Consigne A - Relevez toutes les dates complètes (jour, mois et année) mentionnées dans l'extrait de la décision du Conseil d'État, sans doublon.
Consigne B - D'après l'extrait de la décision du Conseil d'État, quel ministre a refusé d'accorder la remise des sommes mises à la charge de M. B... A... ?
Consigne C - Dans l'extrait de la décision du Conseil d'État, recopiez le passage situé entre « France | France, Conseil » et « conformité aux d... », ces mots compris, en remplaçant « ministre du budget » par « ministre des finances ».

──────── Extrait du texte

France | France, Conseil d'État, 6ème chambre jugeant seule, 21 août 2019, 420626


Vu la procédure suivante :

Par un mémoire, enregistré le 31 mai 2019 au secrétariat du contentieux du Conseil d'État, présenté en application de l'article 23-5 de l'ordonnance n° 58-1067 du 7 novembre 1958, M. B... A... demande au Conseil d'Etat, à l'appui de sa requête tendant à l'annulation des trois décisions en date du 3 mars 2015 par lesquelles le ministre du budget a refusé de faire droit à ses demandes tendant à ce qu'il lui soit accordé remise des sommes que la Cour des comptes a mises à sa charge par trois arrêts des 21 juin 2004, 26 mai et 4 octobre 2011, de

renvoyer au Conseil constitutionnel la question de la conformité aux d...

Vu la procédure suivante :

Par un mémoire, enregistré le 31 mai 2019 au secrétariat du contentieux du Conseil d'État, présenté en application de l'article 23-5 de l'ordonnance n° 58-1067 du 7 novembre 1958, M. B... A... demande au Conseil d'Etat, à l'appui de sa requête tendant à l'annulation des trois décisions en date du 3 mars 2015 par lesquelles le ministre du budget a refusé de faire droit à ses demandes tendant à ce qu'il lui soit accordé remise des sommes que la Cour des comptes a mises à sa charge par trois arrêts des 21 juin 2004, 26 mai et 4 octobre 2011, de renvoyer au Conseil constitutionnel la question de la conformité aux droits et libertés garantis par la Constitution des VI et IX de l'article 60 de la loi du 23 février 1963.

────────────────
──────── Lignes de données

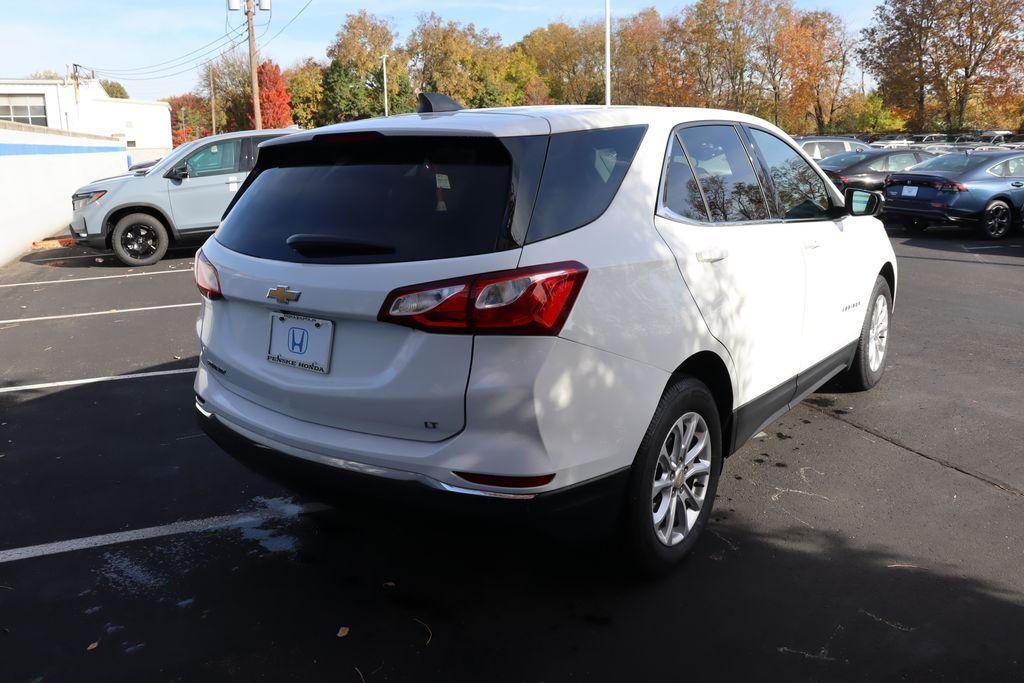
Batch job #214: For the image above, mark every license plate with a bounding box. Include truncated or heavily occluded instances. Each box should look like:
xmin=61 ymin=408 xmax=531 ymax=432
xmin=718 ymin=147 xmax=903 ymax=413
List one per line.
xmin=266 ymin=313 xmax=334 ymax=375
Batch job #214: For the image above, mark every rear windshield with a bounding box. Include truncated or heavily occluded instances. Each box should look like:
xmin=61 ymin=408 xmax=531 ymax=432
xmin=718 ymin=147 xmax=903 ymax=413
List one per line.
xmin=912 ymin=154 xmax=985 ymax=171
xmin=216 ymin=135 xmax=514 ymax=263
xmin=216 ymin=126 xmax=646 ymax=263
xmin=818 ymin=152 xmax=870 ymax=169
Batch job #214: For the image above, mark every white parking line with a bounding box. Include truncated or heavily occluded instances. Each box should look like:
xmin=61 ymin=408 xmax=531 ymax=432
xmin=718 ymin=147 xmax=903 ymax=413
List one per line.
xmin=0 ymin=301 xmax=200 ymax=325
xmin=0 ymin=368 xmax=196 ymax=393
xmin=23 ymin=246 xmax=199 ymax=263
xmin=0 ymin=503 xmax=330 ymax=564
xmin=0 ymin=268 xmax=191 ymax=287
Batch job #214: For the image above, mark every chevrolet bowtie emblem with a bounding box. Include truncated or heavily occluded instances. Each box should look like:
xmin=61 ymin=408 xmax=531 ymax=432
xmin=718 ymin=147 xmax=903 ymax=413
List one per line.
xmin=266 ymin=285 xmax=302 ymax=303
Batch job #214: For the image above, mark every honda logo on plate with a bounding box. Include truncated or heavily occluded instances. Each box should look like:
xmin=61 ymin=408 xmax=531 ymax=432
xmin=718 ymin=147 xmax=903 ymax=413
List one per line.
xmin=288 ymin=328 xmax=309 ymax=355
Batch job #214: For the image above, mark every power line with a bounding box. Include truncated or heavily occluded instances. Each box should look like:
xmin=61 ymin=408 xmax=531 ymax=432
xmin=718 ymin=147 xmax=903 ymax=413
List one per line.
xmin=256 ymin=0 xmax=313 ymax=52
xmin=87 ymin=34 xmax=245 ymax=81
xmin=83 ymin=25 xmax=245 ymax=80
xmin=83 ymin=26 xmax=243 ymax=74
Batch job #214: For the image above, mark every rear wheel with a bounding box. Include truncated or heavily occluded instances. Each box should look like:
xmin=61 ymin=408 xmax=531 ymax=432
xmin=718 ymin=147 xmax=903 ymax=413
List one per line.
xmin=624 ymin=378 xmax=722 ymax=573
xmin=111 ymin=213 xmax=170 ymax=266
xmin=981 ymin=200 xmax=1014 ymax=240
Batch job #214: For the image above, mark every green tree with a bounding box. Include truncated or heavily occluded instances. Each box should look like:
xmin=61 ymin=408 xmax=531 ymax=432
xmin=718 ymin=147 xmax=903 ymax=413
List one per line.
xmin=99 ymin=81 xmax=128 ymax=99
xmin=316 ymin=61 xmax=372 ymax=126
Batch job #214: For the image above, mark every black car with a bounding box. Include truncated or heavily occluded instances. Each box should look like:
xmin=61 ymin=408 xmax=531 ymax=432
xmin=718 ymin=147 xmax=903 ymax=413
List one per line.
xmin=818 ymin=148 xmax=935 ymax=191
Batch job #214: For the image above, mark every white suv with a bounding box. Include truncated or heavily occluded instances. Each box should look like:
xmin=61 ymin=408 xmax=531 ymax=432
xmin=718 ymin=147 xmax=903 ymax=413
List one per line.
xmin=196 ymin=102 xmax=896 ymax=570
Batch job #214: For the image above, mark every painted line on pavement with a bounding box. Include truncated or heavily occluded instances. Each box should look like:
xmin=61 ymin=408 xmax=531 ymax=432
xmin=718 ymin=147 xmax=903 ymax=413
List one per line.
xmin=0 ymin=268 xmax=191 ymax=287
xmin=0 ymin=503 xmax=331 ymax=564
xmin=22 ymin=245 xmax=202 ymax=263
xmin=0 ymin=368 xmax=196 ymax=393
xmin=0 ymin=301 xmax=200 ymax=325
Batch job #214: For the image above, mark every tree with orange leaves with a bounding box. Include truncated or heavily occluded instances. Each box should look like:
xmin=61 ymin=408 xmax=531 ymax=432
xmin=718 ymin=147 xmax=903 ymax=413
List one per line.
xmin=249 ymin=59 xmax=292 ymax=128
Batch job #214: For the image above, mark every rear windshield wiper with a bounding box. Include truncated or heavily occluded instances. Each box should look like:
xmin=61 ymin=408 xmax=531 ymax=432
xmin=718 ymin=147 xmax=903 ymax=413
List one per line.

────────────────

Réponse A -
21 août 2019
31 mai 2019
7 novembre 1958
3 mars 2015
21 juin 2004
26 mai 2011
4 octobre 2011
23 février 1963

Réponse B - Le ministre du budget.

Réponse C -
France | France, Conseil d'État, 6ème chambre jugeant seule, 21 août 2019, 420626


Vu la procédure suivante :

Par un mémoire, enregistré le 31 mai 2019 au secrétariat du contentieux du Conseil d'État, présenté en application de l'article 23-5 de l'ordonnance n° 58-1067 du 7 novembre 1958, M. B... A... demande au Conseil d'Etat, à l'appui de sa requête tendant à l'annulation des trois décisions en date du 3 mars 2015 par lesquelles le ministre des finances a refusé de faire droit à ses demandes tendant à ce qu'il lui soit accordé remise des sommes que la Cour des comptes a mises à sa charge par trois arrêts des 21 juin 2004, 26 mai et 4 octobre 2011, de

renvoyer au Conseil constitutionnel la question de la conformité aux d...